OLEH: MUHAMMAD PLATO
“Sesungguhnya telah datang
dari Tuhanmu bukti-bukti yang terang; maka Barang siapa melihat (kebenaran
itu), maka (manfaatnya) bagi dirinya sendiri; dan barang siapa buta (tidak
melihat kebenaran itu), maka kemudaratannya kembali kepadanya. Dan aku
(Muhammad) sekali-kali bukanlah pemelihara (mu)”. (Al An’aam, 6:104).
Berdasarkan pada ayat ini, Syaiful Karim pada youtube efisode ke 032, 12 Oktober
2020 menjelaskan bahwa ada dua kemampuan melihat yang dimiliki oleh manusia, yaitu
kemampuan melihat secara fisik dan kemampuan melihat secara batin.
Kemampuan melihat dengan batin yang
dimaksud adalah kemampuan melihat hakikat-hakikat kejadian sesuai dengan
kehendak Allah, dengan ukuran bahwa seluruh kejadian di muka bumi bagi orang
yang sudah mampu melihat dengan mata batin, semuanya tidak akan berpengaruh buruk
dan akan tetap menjadi keberuntungan.
Selanjutnya, Syaiful Karim
menjelaskan makna “bumi” dalam surat lainnya, “Dan Dialah yang menjadikan
kamu penguasa-penguasa di bumi dan Dia meninggikan sebahagian kamu atas
sebahagian (yang lain) beberapa derajat, untuk mengujimu tentang apa yang
diberikan-Nya kepadamu. Sesungguhnya Tuhanmu amat cepat siksaan-Nya, dan
sesungguhnya Dia Maha Pengampun lagi Maha Penyayang.” (Al-An’aam, 6:165).
Ibn’ Arabi mengatakan, “bumi
adalah manusia berbadan besar”. Maka sebaliknya manusia adalah bumi kecil. Analogi
ini dapat kita pahami dari penjelasan-penjelasan Al-Qur’an bahwa sistem penciptaan
alam semesta dan penciptaan manusia memiliki kesamaan. Jika bumi adalah Al-Qur’an,
maka manusia sendiri adalah Al-Qur’an. Untuk itu, para filsuf membagi alam
menjadi dua yaitu alam makro dan mikro. Manusia adalah alam mikro.
Maka ketika Allah mengatakan, “Dialah
yang menjadikan kamu penguasa-penguasa di bumi”. Bumi di sini bisa bermakna
makro dan mikro. Maka makna bumi mikro menjadi tafsir bahwa setiap manusia
dijadikan penguasa-penguasa dirinya sendiri. Tafsir ini digunakan oleh Syaiful
Karim untuk menjadikan diri kita menjadi pengatur diri kita sendiri.
Manusia-manusia yang menjadi penguasa bagi dirinya sendiri adalah manusia yang
bisa mengendalikan seluruh kehendaknya berada di atas kehendak Allah. Iniah
kekuasaan sesungguhnya yang harus dimiliki oleh setiap individu.
Manusia-manusia yang bisa mengendalikan dirinya di atas kehendak Allah, adalah
mereka yang bisa melihat semua kejadian dengan mata batinnya.
==========
- SOAL LATIHAN:
(a) Tentukan apakah setiap pernyataan berikut sesuai dengan teks tentang melihat dengan mata batin, lalu jawab ya atau tidak disertai kutipan persis dari teks yang menjadi dasarnya: (i) Syaiful Karim menyebut bahwa manusia memiliki dua kemampuan melihat, yaitu secara fisik dan secara batin. (ii) Para filsuf membagi alam menjadi tiga. (iii) Manusia digolongkan sebagai alam makro.
(b) Terjemahkan kalimat dari teks tentang melihat dengan mata batin ini ke dalam bahasa Inggris: "Untuk itu, para filsuf membagi alam menjadi dua yaitu alam makro dan mikro."
(c) Lanjutkan teks tentang melihat dengan mata batin mulai dari kalimat terakhirnya.
Catatan-catatan ini tidak ada hubungannya dengan teks di atas.
==========
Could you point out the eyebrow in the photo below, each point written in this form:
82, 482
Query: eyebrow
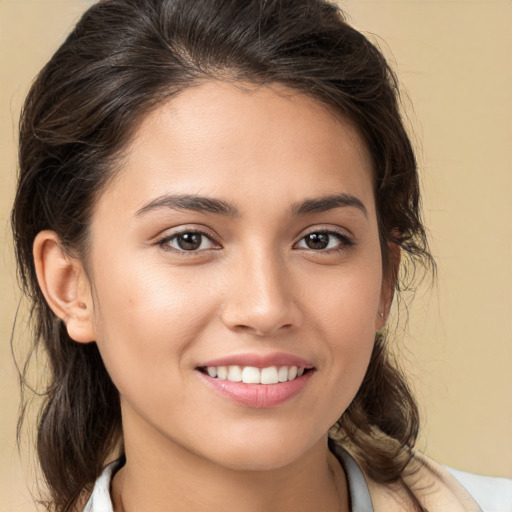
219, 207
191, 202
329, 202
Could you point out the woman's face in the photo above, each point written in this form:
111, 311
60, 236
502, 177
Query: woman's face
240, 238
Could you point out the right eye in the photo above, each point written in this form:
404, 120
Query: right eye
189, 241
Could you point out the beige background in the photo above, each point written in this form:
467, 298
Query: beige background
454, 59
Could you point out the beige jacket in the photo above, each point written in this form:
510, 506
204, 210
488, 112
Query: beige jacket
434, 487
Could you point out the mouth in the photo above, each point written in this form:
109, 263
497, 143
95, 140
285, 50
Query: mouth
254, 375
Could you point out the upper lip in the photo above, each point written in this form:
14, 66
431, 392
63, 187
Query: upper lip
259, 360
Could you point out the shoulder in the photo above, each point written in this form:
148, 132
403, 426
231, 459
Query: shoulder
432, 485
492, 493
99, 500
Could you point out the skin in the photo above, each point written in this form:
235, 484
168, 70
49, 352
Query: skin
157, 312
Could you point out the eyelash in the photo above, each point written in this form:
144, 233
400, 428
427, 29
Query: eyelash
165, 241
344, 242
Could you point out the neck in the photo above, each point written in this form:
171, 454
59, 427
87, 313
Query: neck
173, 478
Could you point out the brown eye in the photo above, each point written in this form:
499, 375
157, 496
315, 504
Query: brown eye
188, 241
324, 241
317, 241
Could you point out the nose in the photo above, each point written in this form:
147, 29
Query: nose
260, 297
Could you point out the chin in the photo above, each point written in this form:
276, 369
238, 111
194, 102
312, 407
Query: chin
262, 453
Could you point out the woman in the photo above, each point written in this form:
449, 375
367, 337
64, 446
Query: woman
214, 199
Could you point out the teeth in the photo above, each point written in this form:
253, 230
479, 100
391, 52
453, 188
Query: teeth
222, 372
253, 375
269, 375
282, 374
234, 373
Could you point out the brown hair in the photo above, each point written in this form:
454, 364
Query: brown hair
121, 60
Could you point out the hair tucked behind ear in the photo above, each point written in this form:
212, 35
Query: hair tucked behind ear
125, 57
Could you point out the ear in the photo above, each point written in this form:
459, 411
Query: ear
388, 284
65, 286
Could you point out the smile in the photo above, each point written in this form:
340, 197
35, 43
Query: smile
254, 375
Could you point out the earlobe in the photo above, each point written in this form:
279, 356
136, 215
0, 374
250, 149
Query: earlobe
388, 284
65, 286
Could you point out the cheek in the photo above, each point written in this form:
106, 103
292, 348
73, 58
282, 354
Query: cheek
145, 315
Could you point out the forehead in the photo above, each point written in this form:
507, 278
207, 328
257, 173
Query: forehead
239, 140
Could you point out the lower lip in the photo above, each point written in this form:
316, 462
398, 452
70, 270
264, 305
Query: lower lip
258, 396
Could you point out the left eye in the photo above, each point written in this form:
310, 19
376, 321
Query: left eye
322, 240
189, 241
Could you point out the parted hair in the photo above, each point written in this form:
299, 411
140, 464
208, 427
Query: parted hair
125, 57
==========
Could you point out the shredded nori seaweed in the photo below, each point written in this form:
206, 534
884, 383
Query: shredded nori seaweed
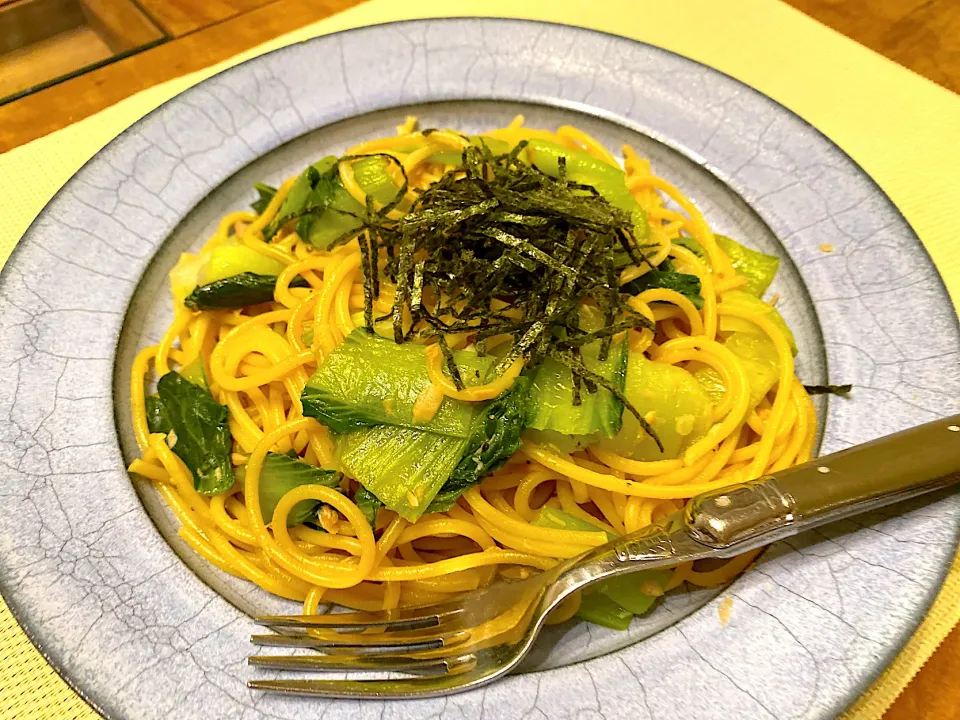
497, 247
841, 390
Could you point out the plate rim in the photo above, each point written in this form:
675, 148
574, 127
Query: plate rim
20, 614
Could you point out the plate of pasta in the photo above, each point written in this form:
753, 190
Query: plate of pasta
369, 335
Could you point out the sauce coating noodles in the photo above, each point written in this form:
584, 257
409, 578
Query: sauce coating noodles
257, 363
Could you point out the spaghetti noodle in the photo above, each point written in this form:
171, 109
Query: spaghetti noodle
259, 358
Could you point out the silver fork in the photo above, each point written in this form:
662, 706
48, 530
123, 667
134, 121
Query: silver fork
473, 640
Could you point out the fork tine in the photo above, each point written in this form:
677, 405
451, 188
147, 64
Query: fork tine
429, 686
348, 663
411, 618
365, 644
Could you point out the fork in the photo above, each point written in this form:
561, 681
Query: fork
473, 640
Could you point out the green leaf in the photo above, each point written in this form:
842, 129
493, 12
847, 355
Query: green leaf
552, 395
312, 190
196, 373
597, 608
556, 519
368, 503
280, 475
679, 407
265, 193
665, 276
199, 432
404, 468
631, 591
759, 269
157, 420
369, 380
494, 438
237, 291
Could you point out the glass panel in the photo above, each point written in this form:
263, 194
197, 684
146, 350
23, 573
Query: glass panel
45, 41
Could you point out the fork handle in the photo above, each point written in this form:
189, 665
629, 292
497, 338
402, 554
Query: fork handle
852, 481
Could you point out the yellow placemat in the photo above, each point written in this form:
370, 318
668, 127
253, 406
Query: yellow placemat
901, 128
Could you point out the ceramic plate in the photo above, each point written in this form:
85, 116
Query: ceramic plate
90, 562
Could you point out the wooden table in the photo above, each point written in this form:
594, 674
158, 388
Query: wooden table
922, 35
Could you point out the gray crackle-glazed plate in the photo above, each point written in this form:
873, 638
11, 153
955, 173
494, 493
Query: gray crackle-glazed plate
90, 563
==========
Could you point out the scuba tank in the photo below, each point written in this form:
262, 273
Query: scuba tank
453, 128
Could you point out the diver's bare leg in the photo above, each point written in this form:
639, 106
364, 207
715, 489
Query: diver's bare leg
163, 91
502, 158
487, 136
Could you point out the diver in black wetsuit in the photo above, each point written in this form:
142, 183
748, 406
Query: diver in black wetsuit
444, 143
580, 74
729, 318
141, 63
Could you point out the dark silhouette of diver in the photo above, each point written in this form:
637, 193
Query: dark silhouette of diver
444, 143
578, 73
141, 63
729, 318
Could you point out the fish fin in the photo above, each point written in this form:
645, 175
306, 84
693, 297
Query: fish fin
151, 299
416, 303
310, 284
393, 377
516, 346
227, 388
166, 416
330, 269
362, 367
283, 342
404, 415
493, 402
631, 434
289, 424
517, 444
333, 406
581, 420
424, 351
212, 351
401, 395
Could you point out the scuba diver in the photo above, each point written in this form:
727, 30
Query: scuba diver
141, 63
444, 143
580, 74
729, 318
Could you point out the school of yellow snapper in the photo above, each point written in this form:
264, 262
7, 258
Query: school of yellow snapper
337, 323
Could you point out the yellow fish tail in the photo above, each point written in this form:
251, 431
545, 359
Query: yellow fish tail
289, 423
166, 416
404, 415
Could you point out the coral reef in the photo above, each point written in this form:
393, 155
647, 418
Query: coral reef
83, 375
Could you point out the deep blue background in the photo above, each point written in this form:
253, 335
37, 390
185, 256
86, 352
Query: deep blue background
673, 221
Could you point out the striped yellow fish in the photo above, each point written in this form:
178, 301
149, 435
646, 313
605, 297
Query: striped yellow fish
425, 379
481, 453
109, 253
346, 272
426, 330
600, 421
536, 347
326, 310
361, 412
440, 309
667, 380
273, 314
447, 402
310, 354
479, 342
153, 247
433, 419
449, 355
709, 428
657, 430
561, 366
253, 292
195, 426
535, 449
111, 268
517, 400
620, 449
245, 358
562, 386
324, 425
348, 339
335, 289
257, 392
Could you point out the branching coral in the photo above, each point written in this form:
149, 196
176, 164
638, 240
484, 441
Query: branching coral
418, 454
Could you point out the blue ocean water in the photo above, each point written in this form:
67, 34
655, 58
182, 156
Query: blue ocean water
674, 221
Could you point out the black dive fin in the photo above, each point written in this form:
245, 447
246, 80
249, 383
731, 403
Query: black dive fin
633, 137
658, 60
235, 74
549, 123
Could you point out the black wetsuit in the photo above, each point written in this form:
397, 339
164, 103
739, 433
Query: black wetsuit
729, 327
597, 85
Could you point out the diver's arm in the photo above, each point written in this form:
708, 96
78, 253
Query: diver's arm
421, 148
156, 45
==========
- JAWABAN LATIHAN:
(a)
(i) Ya: "ada dua kemampuan melihat yang dimiliki oleh manusia, yaitu kemampuan melihat secara fisik dan kemampuan melihat secara batin"
(ii) Tidak: "para filsuf membagi alam menjadi dua yaitu alam makro dan mikro"
(iii) Tidak: "Manusia adalah alam mikro."

(b) For that reason, philosophers divide the universe into two, namely the macro and the micro realms.

(c)
Lalu bagaimana cara agar kita bisa
melihat dengan mata batin? Objek penglihatan fisik adalah benda atau kejadian,
kemudian dipersespi akal berdasarkan pengetahuan yang berhasil diingat oleh
memori. Stok pengetahuan yang diingat memori adalah kunci objek yang dilihat
bisa diberi makna. Kebanyakan orang memberi makna sebuah objek dengan
pengetahuan yang di dapat dari alam atau pengalaman. Ilmu dan sains mempersepsi
objek dengan pengetahuan alam dan pengalaman (percobaan atau penelitian). Maka
dari itu, ilmu atau sains melatih penglihatan fisik karena objek yang diteliti berdasar
pengetahuan dari hasil penelitian atau pengalaman.
Objek penglihatan batin pada
dasarnya sama yaitu benda dan kejadian. Pemberian makna terhadap sebuah objek oleh
penglihatan batin akan berbeda dengan penglihatan fisik. Penyebab perbedaan
tersebut terletak pada pengetahuan yang ada dalam memori. Penglihatan batin
bisa diaktifkan dengan memberikan makna pada objek yang dilihat berdasar pada
pengetahuan non materi yang sudah tersimpan dalam memori. Sumber pengetahuan
non materi adalah kitab suci Al-Qur’an yang terpeihara dari campur tangan
manusia. Pengetahuan-pengetahuan yang bersumber dari non materi menjelaskan sebab
akibat kejadian kasar (material) sampai kejadian halus (non material).
(Lukman berkata): "Hai
anakku, sesungguhnya jika ada (sesuatu perbuatan) seberat biji sawi, dan berada
dalam batu atau di langit atau di dalam bumi, niscaya Allah akan
mendatangkannya (membalasinya). Sesungguhnya Allah Maha Halus lagi Maha
Mengetahui. (Lukman, 31:16).
Pengihatan batin adalah pemahaman
akal yang dapat mengetahui sebab akibat kejadian non material berdasar petunjuk
pengetahuan yang bersumber dari non material yaitu kitab suci Al-Qur’an. Jadi
kunci untuk mengasah penglihatan mata batin adalah dengan memahami sebab akibat
(logika) kejadian yang dijelaskan di dalam Al-Qur’an. Kebenaran-kebenaran
penglihatan batin dapat dibuktikan dengan kesadaran tinggi (akal sehat) terhadap
adanya ketentuan Allah melalui pengalaman (lahir) dan melibatkan perasaan
(batin).
“Tidakkah kamu perhatikan
sesungguhnya Allah telah menundukkan untuk (kepentingan) mu apa yang di langit
dan apa yang di bumi dan menyempurnakan untukmu nikmat-Nya lahir dan batin. Dan
di antara manusia ada yang membantah tentang (keesaan) Allah tanpa ilmu
pengetahuan atau petunjuk dan tanpa Kitab yang memberi penerangan.” (Lukman,
31:20)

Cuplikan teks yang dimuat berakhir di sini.